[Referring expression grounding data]
★ ★ ★ ★ ★ ★ ★

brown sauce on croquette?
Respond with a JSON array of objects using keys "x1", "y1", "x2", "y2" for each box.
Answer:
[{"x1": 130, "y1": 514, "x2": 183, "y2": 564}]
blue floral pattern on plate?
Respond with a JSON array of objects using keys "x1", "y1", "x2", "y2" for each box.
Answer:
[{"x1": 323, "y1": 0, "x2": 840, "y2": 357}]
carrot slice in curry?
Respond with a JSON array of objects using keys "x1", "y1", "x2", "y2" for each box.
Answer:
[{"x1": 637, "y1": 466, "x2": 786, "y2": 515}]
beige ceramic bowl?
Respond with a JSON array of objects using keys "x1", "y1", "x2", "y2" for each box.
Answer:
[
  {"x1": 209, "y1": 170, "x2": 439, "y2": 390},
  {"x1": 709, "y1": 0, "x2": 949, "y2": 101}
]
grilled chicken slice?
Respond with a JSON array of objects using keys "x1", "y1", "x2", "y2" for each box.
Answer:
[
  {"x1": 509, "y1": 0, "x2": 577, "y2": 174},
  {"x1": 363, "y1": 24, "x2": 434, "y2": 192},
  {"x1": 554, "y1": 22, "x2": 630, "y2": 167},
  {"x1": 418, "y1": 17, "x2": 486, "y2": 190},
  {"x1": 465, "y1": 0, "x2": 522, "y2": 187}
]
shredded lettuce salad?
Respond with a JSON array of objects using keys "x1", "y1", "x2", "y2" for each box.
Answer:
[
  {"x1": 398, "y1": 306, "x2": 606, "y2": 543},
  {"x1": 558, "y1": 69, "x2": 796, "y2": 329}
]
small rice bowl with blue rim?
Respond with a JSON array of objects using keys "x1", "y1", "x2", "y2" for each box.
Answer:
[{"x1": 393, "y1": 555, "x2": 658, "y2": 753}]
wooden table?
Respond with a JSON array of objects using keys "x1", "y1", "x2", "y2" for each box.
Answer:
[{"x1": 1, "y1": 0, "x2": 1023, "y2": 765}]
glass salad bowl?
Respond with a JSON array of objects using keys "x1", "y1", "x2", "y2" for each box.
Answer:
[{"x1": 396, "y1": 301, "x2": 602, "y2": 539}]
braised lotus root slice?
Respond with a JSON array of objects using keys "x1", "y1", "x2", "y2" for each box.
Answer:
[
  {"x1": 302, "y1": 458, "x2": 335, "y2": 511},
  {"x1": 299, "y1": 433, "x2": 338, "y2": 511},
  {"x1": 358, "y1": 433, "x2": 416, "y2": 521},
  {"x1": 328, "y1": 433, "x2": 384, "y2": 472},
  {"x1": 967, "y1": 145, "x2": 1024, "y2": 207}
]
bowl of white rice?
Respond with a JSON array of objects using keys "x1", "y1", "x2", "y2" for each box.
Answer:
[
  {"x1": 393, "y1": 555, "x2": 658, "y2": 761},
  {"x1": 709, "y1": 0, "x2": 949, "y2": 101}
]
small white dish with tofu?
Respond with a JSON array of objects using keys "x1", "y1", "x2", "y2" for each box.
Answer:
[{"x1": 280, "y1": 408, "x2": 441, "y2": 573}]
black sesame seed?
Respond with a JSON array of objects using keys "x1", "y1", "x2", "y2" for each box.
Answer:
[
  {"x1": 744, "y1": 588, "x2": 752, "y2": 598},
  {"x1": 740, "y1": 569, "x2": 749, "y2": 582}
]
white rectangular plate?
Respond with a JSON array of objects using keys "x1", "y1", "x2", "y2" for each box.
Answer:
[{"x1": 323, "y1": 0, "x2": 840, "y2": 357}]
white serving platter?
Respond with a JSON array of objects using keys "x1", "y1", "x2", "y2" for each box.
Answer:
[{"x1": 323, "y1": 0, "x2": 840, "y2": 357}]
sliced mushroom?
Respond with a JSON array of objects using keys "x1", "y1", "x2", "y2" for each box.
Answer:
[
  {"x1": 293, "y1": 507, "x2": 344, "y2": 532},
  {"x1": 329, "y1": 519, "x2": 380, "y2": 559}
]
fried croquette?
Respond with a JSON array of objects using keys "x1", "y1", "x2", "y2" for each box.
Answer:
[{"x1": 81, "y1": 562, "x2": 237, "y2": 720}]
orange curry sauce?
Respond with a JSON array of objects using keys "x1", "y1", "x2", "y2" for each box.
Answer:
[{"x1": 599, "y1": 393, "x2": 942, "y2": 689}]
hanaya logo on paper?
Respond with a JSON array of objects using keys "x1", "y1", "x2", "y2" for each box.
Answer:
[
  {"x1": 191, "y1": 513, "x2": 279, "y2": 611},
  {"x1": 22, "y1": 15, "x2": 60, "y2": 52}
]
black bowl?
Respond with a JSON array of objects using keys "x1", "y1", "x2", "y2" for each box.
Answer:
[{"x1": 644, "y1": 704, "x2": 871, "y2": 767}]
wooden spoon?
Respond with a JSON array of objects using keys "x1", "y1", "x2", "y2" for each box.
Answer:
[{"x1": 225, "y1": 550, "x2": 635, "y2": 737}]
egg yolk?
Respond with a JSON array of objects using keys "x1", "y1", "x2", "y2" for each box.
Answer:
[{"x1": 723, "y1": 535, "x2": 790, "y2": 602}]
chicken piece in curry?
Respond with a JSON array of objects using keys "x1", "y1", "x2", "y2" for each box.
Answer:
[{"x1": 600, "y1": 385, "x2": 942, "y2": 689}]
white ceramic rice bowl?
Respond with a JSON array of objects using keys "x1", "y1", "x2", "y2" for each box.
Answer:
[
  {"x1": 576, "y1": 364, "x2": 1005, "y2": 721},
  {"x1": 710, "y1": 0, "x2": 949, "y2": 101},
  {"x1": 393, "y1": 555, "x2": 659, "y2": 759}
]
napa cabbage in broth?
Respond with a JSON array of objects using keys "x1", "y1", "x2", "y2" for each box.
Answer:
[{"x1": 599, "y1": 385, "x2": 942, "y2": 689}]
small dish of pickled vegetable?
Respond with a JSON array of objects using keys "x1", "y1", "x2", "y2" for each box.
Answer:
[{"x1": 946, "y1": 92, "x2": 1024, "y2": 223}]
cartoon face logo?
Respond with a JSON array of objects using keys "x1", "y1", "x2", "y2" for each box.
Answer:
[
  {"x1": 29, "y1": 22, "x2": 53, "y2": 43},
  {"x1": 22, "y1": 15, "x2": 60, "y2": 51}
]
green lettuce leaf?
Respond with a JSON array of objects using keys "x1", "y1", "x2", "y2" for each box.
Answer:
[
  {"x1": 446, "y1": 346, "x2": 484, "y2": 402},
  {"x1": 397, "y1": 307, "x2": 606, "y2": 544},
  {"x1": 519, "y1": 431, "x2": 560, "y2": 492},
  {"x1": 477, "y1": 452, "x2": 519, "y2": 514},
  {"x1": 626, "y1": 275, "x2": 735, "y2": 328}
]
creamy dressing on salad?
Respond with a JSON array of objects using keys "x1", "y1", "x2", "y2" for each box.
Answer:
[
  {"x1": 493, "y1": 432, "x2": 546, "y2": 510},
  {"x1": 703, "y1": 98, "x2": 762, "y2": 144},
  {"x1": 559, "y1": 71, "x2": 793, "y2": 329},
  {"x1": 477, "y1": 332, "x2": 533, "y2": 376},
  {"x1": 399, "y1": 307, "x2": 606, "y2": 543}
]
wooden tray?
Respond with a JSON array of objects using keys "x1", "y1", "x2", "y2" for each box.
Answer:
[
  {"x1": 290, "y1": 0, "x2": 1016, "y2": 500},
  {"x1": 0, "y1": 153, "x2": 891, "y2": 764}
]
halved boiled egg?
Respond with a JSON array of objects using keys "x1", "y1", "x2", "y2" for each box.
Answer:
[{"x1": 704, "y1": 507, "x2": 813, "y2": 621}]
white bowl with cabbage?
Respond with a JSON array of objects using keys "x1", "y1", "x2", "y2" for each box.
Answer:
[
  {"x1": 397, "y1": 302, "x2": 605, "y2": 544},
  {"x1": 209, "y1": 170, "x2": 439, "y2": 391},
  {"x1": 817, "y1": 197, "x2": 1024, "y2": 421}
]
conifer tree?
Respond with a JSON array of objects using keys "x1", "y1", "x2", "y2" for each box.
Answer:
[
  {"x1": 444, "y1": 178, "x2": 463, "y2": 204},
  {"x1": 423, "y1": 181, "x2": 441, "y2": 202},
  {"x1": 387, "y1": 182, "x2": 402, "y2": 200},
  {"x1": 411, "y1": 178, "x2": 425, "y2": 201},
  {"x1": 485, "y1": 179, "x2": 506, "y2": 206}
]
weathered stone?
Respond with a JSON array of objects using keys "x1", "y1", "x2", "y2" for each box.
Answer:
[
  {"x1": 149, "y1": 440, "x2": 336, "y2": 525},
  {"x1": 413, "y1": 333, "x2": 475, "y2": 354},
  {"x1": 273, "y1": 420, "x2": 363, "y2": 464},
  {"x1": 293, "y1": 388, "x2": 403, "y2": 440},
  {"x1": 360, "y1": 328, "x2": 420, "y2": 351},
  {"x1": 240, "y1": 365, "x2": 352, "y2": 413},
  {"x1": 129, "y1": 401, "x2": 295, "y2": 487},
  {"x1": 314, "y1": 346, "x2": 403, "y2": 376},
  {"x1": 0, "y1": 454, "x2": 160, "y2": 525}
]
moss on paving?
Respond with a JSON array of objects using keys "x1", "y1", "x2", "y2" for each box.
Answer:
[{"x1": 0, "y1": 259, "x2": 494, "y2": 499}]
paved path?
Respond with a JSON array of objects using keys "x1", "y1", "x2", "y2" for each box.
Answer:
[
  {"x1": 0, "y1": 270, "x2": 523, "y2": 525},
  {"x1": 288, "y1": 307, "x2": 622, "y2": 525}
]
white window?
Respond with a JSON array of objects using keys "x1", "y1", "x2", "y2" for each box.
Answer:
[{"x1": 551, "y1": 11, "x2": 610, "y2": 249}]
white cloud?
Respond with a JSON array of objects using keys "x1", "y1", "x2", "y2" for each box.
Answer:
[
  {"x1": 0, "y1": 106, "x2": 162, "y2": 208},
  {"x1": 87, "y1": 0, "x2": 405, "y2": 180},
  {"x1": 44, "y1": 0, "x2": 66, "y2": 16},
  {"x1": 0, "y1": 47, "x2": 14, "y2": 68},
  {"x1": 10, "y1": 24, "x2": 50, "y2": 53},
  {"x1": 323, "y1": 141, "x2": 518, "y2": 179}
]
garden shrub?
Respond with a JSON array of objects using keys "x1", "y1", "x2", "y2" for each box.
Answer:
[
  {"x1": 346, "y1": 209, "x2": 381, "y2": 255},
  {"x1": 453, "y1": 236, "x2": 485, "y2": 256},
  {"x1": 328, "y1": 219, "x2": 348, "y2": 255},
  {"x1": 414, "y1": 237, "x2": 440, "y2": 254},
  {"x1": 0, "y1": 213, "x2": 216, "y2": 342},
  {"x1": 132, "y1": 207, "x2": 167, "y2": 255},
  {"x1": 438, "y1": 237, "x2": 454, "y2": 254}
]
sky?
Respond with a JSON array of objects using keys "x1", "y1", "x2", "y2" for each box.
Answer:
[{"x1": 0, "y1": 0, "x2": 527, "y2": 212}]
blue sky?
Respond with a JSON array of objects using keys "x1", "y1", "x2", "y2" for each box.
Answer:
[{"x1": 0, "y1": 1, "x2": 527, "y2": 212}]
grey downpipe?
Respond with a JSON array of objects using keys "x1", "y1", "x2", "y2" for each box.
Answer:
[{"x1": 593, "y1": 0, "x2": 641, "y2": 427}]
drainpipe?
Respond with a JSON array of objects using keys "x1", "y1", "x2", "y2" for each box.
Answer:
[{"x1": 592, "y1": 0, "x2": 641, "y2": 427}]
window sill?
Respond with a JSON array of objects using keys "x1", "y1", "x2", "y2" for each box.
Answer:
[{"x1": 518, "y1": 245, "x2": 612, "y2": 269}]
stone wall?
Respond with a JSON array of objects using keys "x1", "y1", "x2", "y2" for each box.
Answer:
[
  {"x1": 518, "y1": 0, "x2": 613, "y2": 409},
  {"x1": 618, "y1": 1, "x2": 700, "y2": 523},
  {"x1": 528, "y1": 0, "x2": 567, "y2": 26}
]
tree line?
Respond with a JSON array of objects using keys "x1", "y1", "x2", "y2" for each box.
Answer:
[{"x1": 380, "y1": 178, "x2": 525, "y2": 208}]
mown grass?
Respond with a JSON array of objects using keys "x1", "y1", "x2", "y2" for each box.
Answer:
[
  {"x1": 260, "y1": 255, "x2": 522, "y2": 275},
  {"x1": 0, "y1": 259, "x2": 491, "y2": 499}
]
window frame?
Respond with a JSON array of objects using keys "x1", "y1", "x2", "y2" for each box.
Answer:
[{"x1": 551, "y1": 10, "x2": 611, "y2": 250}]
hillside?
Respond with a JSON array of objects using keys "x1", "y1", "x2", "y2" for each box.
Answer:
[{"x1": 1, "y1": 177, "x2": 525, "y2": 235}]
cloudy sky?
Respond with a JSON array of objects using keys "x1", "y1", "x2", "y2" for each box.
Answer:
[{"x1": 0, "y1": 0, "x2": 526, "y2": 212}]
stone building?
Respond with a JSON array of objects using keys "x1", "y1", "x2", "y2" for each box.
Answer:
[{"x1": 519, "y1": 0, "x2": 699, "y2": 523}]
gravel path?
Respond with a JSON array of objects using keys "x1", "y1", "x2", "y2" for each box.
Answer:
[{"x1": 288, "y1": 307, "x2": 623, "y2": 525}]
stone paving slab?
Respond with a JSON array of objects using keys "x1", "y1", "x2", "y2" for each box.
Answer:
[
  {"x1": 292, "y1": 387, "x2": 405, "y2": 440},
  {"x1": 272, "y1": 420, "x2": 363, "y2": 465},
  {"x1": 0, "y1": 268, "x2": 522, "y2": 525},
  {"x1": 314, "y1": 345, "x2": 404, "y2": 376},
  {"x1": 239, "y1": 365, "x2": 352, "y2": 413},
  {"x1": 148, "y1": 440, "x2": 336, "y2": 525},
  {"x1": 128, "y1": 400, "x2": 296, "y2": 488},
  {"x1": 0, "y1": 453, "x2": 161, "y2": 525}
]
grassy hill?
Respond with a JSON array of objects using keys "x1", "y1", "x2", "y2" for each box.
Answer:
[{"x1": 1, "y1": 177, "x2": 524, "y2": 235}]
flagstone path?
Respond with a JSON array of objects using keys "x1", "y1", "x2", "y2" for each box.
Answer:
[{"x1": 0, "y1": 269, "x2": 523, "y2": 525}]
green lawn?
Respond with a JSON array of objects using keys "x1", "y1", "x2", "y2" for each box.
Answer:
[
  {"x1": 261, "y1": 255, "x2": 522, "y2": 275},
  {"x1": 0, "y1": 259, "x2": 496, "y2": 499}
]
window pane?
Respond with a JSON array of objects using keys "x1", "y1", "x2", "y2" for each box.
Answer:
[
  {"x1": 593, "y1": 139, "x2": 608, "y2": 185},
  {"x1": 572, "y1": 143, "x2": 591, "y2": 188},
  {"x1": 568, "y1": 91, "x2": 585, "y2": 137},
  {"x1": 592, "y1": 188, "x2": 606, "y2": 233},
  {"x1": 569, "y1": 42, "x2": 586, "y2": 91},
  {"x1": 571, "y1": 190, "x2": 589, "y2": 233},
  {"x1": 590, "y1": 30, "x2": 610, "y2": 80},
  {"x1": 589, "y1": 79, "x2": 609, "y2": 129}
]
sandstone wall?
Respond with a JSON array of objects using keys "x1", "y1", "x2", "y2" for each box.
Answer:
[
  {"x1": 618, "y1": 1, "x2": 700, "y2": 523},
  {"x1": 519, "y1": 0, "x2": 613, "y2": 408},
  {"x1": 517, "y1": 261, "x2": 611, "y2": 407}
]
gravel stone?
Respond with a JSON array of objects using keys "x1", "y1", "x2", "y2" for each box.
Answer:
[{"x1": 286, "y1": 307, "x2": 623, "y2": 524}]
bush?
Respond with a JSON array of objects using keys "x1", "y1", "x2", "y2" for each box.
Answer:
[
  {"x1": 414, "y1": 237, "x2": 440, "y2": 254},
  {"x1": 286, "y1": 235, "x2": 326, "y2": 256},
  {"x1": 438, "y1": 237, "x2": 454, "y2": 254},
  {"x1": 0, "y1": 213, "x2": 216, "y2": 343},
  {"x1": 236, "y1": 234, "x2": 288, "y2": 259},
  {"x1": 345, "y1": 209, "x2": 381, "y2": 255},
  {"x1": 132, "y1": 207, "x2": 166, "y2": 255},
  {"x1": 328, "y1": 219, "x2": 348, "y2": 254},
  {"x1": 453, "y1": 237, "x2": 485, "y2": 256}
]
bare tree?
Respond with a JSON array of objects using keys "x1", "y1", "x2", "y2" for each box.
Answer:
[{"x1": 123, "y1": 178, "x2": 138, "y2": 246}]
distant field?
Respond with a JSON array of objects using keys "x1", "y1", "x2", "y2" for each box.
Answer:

★ ★ ★ ★ ★ ★ ★

- YOUR OBJECTIVE -
Only the number should be given: how many lines of the data contain the word "cabbage"?

- SOLUTION -
2